→ DESCRIPTION OF THE TASK:
Pull out each line of the records holding the string "positive".

→ DATA RECORDS:
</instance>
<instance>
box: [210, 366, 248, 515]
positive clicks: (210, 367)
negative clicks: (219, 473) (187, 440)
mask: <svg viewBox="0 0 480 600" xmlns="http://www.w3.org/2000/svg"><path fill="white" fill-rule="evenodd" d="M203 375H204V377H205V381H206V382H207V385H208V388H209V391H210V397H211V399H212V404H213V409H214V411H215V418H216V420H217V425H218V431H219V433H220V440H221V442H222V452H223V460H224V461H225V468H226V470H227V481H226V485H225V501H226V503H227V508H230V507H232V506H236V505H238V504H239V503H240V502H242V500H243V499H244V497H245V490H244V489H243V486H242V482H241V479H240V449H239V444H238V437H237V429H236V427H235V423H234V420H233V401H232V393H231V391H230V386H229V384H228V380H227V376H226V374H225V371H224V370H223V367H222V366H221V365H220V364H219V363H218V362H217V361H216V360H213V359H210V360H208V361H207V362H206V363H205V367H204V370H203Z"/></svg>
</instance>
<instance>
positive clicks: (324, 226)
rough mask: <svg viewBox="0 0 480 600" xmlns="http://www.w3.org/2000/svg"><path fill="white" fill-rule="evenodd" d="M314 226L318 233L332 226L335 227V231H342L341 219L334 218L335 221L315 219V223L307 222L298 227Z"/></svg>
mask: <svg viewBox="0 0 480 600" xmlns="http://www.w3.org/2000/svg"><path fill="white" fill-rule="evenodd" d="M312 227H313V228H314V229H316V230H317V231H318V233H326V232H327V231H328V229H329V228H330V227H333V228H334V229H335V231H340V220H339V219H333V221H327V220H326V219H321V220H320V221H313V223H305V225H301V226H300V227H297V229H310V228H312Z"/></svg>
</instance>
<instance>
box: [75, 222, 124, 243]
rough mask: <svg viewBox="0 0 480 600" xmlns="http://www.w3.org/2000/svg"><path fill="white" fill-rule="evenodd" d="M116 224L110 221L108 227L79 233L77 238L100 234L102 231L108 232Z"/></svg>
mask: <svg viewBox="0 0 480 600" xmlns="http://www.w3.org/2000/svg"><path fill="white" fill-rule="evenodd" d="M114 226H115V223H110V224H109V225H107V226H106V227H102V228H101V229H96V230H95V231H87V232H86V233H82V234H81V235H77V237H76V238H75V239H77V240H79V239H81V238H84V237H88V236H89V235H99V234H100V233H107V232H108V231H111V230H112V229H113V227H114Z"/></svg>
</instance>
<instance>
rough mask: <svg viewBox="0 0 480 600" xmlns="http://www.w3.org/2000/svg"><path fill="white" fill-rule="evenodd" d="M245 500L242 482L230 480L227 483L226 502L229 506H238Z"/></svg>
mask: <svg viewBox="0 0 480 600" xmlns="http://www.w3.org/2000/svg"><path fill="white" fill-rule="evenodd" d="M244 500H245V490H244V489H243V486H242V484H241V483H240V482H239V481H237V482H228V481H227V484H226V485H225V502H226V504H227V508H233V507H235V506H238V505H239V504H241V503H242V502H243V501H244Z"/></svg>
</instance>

...

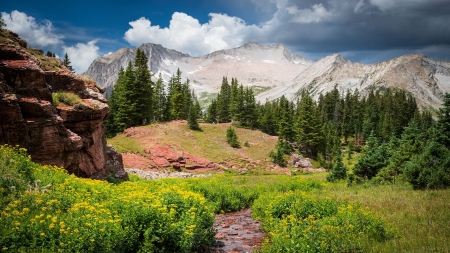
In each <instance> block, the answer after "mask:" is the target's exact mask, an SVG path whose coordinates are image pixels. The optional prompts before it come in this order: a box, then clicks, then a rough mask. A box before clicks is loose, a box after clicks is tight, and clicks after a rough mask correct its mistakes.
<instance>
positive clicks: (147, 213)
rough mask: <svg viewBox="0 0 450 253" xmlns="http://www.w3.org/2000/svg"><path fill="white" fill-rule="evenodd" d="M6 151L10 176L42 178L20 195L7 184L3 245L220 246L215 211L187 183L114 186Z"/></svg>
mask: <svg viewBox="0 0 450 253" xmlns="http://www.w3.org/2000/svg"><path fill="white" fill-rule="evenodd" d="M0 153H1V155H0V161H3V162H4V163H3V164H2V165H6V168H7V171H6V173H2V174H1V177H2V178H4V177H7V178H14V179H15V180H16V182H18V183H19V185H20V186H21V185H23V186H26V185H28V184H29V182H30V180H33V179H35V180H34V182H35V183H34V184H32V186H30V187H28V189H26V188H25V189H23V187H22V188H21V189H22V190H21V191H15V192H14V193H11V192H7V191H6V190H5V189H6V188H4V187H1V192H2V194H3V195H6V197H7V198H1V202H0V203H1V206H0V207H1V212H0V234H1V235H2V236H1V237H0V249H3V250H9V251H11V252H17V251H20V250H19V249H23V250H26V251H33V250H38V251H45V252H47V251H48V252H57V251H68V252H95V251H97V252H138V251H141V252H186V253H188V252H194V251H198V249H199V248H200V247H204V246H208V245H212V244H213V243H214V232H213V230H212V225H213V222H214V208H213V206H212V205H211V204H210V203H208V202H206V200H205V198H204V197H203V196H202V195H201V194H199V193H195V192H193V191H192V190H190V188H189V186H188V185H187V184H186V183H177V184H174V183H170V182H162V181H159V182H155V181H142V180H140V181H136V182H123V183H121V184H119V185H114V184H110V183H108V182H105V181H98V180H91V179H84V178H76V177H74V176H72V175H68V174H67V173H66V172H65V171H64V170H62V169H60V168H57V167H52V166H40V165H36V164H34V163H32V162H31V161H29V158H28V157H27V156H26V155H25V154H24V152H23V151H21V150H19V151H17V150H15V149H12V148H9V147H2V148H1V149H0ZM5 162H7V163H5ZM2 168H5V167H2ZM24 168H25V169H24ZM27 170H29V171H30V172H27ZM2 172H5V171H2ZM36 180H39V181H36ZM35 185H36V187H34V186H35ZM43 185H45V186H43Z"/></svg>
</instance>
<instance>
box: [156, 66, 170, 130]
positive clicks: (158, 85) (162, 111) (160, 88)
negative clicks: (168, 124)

→ ANSWER SECTION:
positive clicks: (210, 367)
positive clicks: (324, 226)
positive clicks: (147, 213)
positive clicks: (158, 85) (162, 111) (160, 88)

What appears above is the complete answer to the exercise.